▽

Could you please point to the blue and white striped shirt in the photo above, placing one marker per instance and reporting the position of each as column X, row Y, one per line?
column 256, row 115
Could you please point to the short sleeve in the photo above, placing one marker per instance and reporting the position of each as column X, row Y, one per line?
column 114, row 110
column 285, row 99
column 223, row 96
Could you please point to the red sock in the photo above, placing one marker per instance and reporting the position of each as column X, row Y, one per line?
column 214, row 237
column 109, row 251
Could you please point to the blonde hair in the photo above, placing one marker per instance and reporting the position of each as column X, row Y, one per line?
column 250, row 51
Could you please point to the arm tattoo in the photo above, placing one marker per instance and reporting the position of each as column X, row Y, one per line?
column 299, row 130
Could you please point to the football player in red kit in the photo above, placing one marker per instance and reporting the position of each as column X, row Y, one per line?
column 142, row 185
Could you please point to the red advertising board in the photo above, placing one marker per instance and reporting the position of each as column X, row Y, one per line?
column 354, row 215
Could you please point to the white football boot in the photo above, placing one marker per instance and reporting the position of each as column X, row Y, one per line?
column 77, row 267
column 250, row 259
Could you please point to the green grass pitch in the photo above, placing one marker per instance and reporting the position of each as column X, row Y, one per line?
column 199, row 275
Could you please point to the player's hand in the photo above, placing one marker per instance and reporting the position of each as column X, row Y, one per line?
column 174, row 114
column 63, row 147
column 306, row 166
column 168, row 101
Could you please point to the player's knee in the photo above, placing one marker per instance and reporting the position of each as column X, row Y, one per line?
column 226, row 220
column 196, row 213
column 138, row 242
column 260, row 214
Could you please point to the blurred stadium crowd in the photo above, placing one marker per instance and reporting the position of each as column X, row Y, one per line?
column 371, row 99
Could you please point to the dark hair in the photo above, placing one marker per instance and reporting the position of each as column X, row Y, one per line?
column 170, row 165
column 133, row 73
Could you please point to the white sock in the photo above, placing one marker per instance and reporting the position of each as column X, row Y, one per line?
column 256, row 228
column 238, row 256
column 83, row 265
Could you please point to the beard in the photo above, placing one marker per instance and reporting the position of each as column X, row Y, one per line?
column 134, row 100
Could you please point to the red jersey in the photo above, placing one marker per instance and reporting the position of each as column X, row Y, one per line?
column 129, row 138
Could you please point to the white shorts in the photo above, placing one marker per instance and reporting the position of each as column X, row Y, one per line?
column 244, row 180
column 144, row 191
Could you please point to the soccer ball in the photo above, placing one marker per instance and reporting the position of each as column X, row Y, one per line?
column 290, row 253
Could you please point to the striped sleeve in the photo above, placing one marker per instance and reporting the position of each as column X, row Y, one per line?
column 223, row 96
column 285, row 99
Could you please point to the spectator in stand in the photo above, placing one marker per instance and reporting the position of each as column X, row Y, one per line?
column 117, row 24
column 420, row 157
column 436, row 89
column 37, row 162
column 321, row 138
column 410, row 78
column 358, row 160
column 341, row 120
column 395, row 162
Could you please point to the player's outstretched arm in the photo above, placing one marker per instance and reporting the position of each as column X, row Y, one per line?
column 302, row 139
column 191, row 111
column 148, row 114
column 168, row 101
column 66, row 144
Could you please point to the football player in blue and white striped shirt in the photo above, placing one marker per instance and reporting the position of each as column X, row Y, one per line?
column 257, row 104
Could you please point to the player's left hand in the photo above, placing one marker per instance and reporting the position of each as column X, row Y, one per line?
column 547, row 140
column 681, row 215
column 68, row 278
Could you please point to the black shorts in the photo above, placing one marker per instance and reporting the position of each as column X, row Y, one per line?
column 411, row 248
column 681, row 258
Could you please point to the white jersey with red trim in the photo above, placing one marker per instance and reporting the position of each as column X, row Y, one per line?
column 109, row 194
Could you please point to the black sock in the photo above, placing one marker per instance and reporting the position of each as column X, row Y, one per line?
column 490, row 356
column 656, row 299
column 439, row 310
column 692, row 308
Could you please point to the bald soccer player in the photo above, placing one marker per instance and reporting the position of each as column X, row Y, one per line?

△

Go through the entries above and write each one out exactly.

> _Answer for the task_:
Could you please point to the blue and white striped shirt in the photo above, placing one marker per instance and reporting the position of each as column X, row Y, one per line?
column 256, row 115
Could you please point to the short sleeve in the photo above, placing one marker per instance and reporting the position of each as column X, row Y, one per line?
column 114, row 110
column 285, row 99
column 223, row 96
Could you please point to the red sock in the photo above, placing one marker per instance and reporting the position of each as column X, row Y, one per line?
column 214, row 237
column 109, row 251
Could you please point to the blonde hair in the photo above, placing one marker per instance and reporting the position of each as column X, row Y, one per line?
column 250, row 51
Could you please point to the arm tattoo in the photo above, placing one marker per instance and reporting the position of each as column X, row Y, one per line?
column 299, row 130
Could you please point to the football player in red kit in the photo above, placing one marker per instance and reporting the position of each as column X, row Y, one per line?
column 142, row 185
Could you please point to the red advertising board in the photo above, placing one marker per instance and reporting the position of each as column X, row Y, one per line?
column 354, row 215
Could you please point to the white football boot in the photo above, placing one marker per instance and reporting the position of each as column X, row Y, one per line?
column 77, row 267
column 250, row 259
Could you please point to the green grass pitch in the photo above, placing one marker per instance and reporting the position of each as column X, row Y, one per line?
column 199, row 275
Could you please point to the player's hand in the photo above, placing one marker per instance and reporting the position of each as column X, row Y, one per line?
column 174, row 114
column 63, row 147
column 306, row 166
column 168, row 101
Could you please point to the player's knee in the photo above, placing one marker per instance and reporting the position of each as column X, row Y, one per line?
column 226, row 220
column 196, row 213
column 138, row 242
column 260, row 214
Could you please point to the blurred stadium crowd in the photo above, placing one marker per instance and reporting the position of each as column X, row Y, one per line?
column 371, row 99
Could you please point to the dark hair in the photo above, placing one marker per instance and reporting the position of each as column X, row Y, one per line?
column 170, row 165
column 133, row 73
Could you please point to the white sock in the photo above, placing one marker per instance and reporting the position of each as column X, row Y, one per line?
column 256, row 228
column 238, row 256
column 83, row 265
Could you please point to the beard in the photo above, placing one marker per instance and reporting the position of each as column X, row Y, one per line?
column 134, row 100
Could you please point to the red jersey in the photo above, placing one marker per instance and reporting the position of each as column X, row Y, one per line?
column 129, row 138
Could you please point to the white shorts in the photo above, placing one marker per instance and reporting the position of each as column X, row Y, one per line?
column 244, row 180
column 144, row 191
Could you please point to the soccer ball in the photo above, placing one marker per instance and reporting the position of each as column X, row Y, one per line?
column 290, row 253
Could you please point to the striped sleeve in the photo above, placing one marker per instance and reporting the position of each as column X, row Y, one per line?
column 223, row 96
column 285, row 99
Could you please point to the spectator in stand in the photo above, placing one marker per instance and reporting the position of each as column X, row Y, one per line?
column 117, row 24
column 420, row 157
column 436, row 89
column 37, row 162
column 321, row 138
column 410, row 78
column 358, row 160
column 341, row 120
column 395, row 162
Could you please point to the player's outstretched arm in the photo above, placing one marker per instance and reporting the position of each as column X, row Y, one per line?
column 302, row 139
column 191, row 111
column 148, row 114
column 168, row 101
column 66, row 144
Could you please point to the football player in blue and white striped shirt in the photo above, placing one marker per instance and reporting the position of each as column X, row Y, one per line?
column 257, row 104
Could you please point to the player's left hand in the photo above, placing one marker per instance and reporting the position of each as column X, row Y, one per line?
column 547, row 140
column 681, row 215
column 68, row 278
Could you please point to the black shorts in the photo above, placing one marker per instance and reporting the position of each as column X, row Y, one per line?
column 411, row 248
column 681, row 258
Could you please point to the white jersey with red trim in the photo above, placing one marker per instance and reporting the position of each as column X, row Y, one per line?
column 109, row 194
Could you please point to the black sock in the photo above, placing one marker per instance and reporting the position of each as column X, row Y, one per line?
column 490, row 356
column 656, row 299
column 439, row 310
column 692, row 308
Could you please point to the bald soccer player in the photo above, placing one marker per instance and reporting the position of each as column X, row Y, one per line?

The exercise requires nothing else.